» DIRECTIVE:
Carry on the news article below about Don White's song for the Cain's Ballroom, starting right after its last sentence.

» EXCERPT:

·····

Don White's 'Ain't No Place Like the Cain's' will be first tune played in the new ballroom
By John Wooley World Scene Writer
Tulsa World
Published: 9/28/2003

       Years ago, Tulsa's Don White was traveling back and forth between his hometown and Nashville, doing the Music Row hustle, trying to get his songs heard by people who could get them recorded and released. And in all his wandering, the Cain's Ballroom was his way station, a place where he was always welcome.
       "This was the late '70s," he recalled recently. "R.C. Bradley and Jeff Nix had it then, and they'd always let me play there and make a little money when I was in town, so I could pay my rent. And (former Cain's owner Larry) Shaeffer has always been so good to me. "One day, I got to thinking about all of that, about how I loved the people who ran it, how I loved the room itself. "I mean, when we were kids we heard so much about it that we knew it before we ever went into it. So I wrote the song, 'No Place Like the Cain's,' and I played it at the Cain's that night.

·····

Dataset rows

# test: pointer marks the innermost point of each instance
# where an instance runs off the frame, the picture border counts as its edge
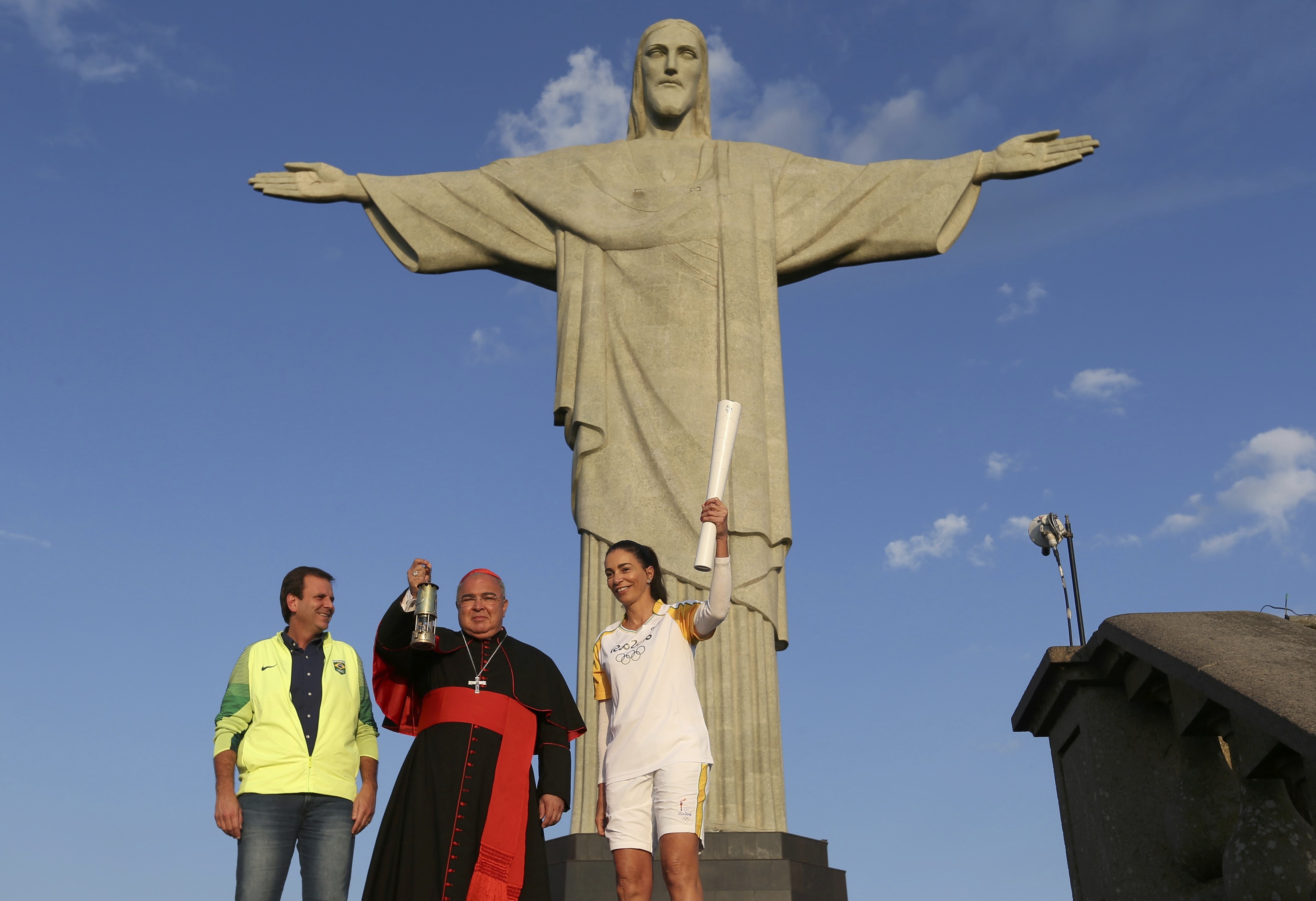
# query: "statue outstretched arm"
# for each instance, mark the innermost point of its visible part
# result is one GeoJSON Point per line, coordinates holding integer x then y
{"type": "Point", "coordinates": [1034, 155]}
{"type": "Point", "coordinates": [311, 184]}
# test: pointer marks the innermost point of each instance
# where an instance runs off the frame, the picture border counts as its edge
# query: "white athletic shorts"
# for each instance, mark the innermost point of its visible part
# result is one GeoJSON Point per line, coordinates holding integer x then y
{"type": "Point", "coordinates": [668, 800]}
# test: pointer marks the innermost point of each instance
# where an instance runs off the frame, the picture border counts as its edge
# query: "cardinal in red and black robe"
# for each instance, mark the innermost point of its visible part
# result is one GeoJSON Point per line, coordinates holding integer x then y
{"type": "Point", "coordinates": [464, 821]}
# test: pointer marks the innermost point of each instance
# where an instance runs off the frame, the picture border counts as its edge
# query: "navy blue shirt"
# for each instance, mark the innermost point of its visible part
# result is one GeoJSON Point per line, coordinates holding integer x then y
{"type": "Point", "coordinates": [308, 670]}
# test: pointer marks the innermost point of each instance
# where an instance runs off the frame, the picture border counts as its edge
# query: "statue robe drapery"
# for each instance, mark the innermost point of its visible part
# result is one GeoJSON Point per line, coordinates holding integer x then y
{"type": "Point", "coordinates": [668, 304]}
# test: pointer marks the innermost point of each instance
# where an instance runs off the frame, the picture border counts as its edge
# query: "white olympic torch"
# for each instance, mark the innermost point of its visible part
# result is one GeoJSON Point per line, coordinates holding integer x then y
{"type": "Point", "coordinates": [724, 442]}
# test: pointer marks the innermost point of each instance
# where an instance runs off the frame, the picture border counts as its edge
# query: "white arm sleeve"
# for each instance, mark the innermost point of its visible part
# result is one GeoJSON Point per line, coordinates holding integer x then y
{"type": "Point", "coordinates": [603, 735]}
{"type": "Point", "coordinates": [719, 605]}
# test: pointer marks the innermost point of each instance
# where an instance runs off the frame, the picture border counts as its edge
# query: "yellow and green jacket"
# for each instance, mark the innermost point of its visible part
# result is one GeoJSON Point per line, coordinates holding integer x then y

·····

» OUTPUT OF THE EXERCISE:
       "I remember sitting down on a chair on the stage and pulling out this piece of paper with the words on it, and telling the crowd, 'I just wrote this song this afternoon, so I hope you'll forgive me if I mess up,' " he added with a chuckle. "They all said, 'No!' That was funny. But when I played 'em the song, they loved it."
       That was the first time "No Place Like the Cain's," a swing-flavored number done in White's typically laid-back style, was ever heard in the venerable ballroom.
       It was far from the last. In fact, it'll be the first live number the audience will hear when White opens for Dwight Yoakam in the newly refurbished ballroom for Wednesday's grand-opening show. "I figured that had to be the first one in the new place," he said. "It's been all remodeled, and they're trying to hang onto the tradition, so I just thought I ought to do it. I feel fortunate that I can."
       White can't say exactly when he first played the Cain's, but he estimates he's been featured on its stage between 15 and 20 times over the years -- beginning with one that didn't work out as well as he'd hoped. "That was when I had one of my first bands, and Dave Boyd was helping Mrs. Myers run it," he recalled. "They didn't like me too much, though. The old folks were still there and I didn't do enough swing."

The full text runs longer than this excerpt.